◆ **TASK TO CARRY OUT**: Reproduce the listing word for word. Skip any image.

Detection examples
╭──

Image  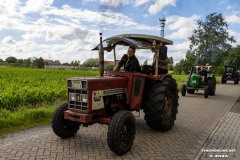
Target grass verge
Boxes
[0,104,57,138]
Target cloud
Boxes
[100,0,130,8]
[148,0,176,14]
[168,41,190,64]
[135,0,150,6]
[2,36,16,45]
[166,15,200,40]
[21,0,54,13]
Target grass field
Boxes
[0,67,220,137]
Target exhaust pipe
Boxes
[99,33,104,77]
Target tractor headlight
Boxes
[69,93,76,101]
[81,94,87,103]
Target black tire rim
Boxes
[164,90,173,119]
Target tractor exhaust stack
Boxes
[99,33,104,77]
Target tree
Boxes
[6,57,17,63]
[33,57,44,68]
[23,58,32,68]
[188,13,236,65]
[82,58,99,67]
[104,64,115,71]
[17,59,23,64]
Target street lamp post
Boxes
[159,15,166,37]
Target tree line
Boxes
[174,13,240,74]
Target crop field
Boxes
[0,67,99,111]
[0,67,221,111]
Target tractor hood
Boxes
[68,76,128,90]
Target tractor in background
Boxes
[181,66,216,98]
[222,65,240,84]
[51,34,179,155]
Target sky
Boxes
[0,0,240,64]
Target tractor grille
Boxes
[68,89,88,112]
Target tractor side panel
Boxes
[130,74,146,110]
[106,71,135,104]
[88,76,128,112]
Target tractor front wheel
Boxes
[51,102,79,138]
[107,110,136,155]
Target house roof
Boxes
[92,34,173,50]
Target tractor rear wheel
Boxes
[207,78,216,96]
[107,110,136,155]
[142,77,179,131]
[51,102,79,138]
[234,78,239,84]
[204,86,209,98]
[187,89,195,94]
[181,84,186,96]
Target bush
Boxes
[104,64,115,71]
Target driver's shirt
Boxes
[118,54,141,72]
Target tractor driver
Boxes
[200,66,208,83]
[113,46,141,72]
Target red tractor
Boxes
[52,34,179,155]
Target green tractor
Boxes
[181,66,216,98]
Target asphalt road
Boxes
[0,84,240,160]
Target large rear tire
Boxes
[187,89,195,94]
[51,102,79,138]
[204,86,209,98]
[107,110,136,155]
[142,77,179,131]
[207,77,216,96]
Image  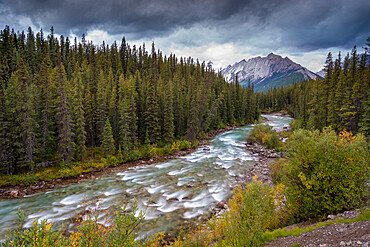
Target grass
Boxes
[263,208,370,242]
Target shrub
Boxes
[218,181,276,246]
[248,124,282,151]
[2,204,144,247]
[172,181,281,247]
[272,128,369,220]
[107,155,119,166]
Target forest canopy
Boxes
[0,26,259,174]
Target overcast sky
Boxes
[0,0,370,72]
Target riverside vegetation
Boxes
[0,27,370,246]
[5,125,370,246]
[0,26,259,186]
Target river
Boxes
[0,115,292,239]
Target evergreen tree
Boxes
[52,63,74,163]
[5,59,36,173]
[102,118,115,155]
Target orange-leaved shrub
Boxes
[248,124,282,151]
[272,128,369,221]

╰──

◆ **WRITTEN SOLUTION**:
Image  
Target grass verge
Boxes
[0,104,57,138]
Target cloud
Boxes
[100,0,130,8]
[148,0,176,14]
[168,41,190,64]
[135,0,150,6]
[2,36,16,45]
[166,15,200,40]
[21,0,54,13]
Target grass field
Boxes
[0,67,220,137]
Target exhaust pipe
Boxes
[99,33,104,77]
Target tractor headlight
Boxes
[69,93,76,101]
[81,94,87,103]
Target black tire rim
Boxes
[164,90,173,119]
Target tractor exhaust stack
Boxes
[99,33,104,77]
Target tree
Boxes
[6,57,17,63]
[33,57,44,68]
[23,58,32,68]
[188,13,236,65]
[82,58,99,67]
[104,64,115,71]
[17,59,23,64]
Target street lamp post
Boxes
[159,15,166,37]
Target tree line
Boxes
[174,13,240,74]
Target crop field
Boxes
[0,67,99,111]
[0,67,221,111]
Target tractor hood
Boxes
[68,76,128,90]
Target tractor in background
Boxes
[181,66,216,98]
[222,65,240,84]
[51,34,179,155]
Target sky
Boxes
[0,0,240,64]
Target tractor grille
Boxes
[68,89,88,112]
Target tractor side panel
Boxes
[130,74,146,110]
[106,71,135,104]
[88,76,128,112]
Target tractor front wheel
Boxes
[51,102,79,138]
[107,110,136,155]
Target house roof
Boxes
[92,34,173,50]
Target tractor rear wheel
Boxes
[207,78,216,96]
[107,110,136,155]
[142,77,179,131]
[51,102,79,138]
[234,78,239,84]
[204,86,209,98]
[187,89,195,94]
[181,84,186,96]
Target bush
Boxes
[104,64,115,71]
Target driver's shirt
Boxes
[118,54,141,72]
Target tractor driver
Boxes
[200,66,208,83]
[113,46,141,72]
Target red tractor
Boxes
[52,34,179,155]
Target green tractor
Boxes
[181,66,216,98]
Target asphalt road
Boxes
[0,84,240,160]
Target large rear tire
Boxes
[187,89,195,94]
[51,102,79,138]
[204,86,209,98]
[107,110,136,155]
[142,77,179,131]
[207,77,216,96]
Image  
Target grass
Boxes
[263,208,370,242]
Target shrub
Boxes
[218,181,276,246]
[248,124,282,151]
[2,204,144,247]
[172,181,281,247]
[272,128,369,220]
[107,155,119,166]
Target forest canopy
Boxes
[0,26,259,174]
Target overcast sky
Boxes
[0,0,370,72]
Target riverside vegetation
Boxes
[0,27,370,246]
[5,125,370,246]
[0,26,259,186]
Target river
Boxes
[0,115,292,239]
Target evergreen tree
Boxes
[52,63,74,163]
[5,59,36,173]
[102,118,115,155]
Target orange-leaved shrub
Boxes
[248,124,282,151]
[272,128,369,221]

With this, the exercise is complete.